### The problem
What follows is a set of records, each of which is to be written out exactly.

[Raw records]

● ● ● ● ● ● ●

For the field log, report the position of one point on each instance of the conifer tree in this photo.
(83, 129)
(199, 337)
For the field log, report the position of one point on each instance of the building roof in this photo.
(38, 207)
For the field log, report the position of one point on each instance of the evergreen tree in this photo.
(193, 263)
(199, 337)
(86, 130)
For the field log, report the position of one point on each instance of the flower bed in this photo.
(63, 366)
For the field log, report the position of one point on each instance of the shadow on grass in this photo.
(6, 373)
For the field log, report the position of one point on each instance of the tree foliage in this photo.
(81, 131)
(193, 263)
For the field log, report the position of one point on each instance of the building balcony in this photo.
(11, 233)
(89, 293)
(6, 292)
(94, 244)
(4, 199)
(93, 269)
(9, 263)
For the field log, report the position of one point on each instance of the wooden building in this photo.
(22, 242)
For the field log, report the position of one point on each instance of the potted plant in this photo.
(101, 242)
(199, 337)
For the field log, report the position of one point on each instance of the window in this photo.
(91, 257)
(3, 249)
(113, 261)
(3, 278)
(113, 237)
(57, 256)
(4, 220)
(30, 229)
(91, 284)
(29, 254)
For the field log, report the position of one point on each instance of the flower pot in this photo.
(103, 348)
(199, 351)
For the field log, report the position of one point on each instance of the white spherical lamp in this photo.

● ● ● ● ● ● ●

### Result of this task
For the field log, report the position of one point on each instance of the conifer tree in this photo.
(83, 129)
(199, 337)
For the field log, report the position of one point on each instance of the building roof in this photo.
(38, 207)
For the field log, report the position of one point on each instance of the evergreen tree in this photo.
(193, 263)
(199, 337)
(86, 130)
For the field log, report the position of one point on each instance of the flower bed in this photo.
(63, 366)
For the field log, report the position of one point on each instance of the shadow on grass in this photo.
(6, 373)
For the field log, report the position of one point on each instance of the tree foliage in this photo.
(81, 131)
(193, 263)
For the field log, report the position of one point on each instance of the building balcony in this photo.
(11, 233)
(89, 293)
(6, 292)
(94, 244)
(4, 199)
(93, 269)
(9, 263)
For the field log, report the position of one point on each instance of the wooden building in this photo.
(22, 242)
For the field log, report the position of one point on each instance of the potted plant in this photo.
(101, 242)
(199, 337)
For the field log, report the position of one point on each instance of the window in this photo.
(91, 257)
(3, 249)
(113, 261)
(3, 278)
(113, 237)
(57, 256)
(4, 220)
(30, 229)
(91, 284)
(29, 254)
For the field log, report the position of one point on each instance of the flower pot in this photo.
(103, 348)
(199, 351)
For the field log, report the position of one point on each instance of the white spherical lamp in this photo.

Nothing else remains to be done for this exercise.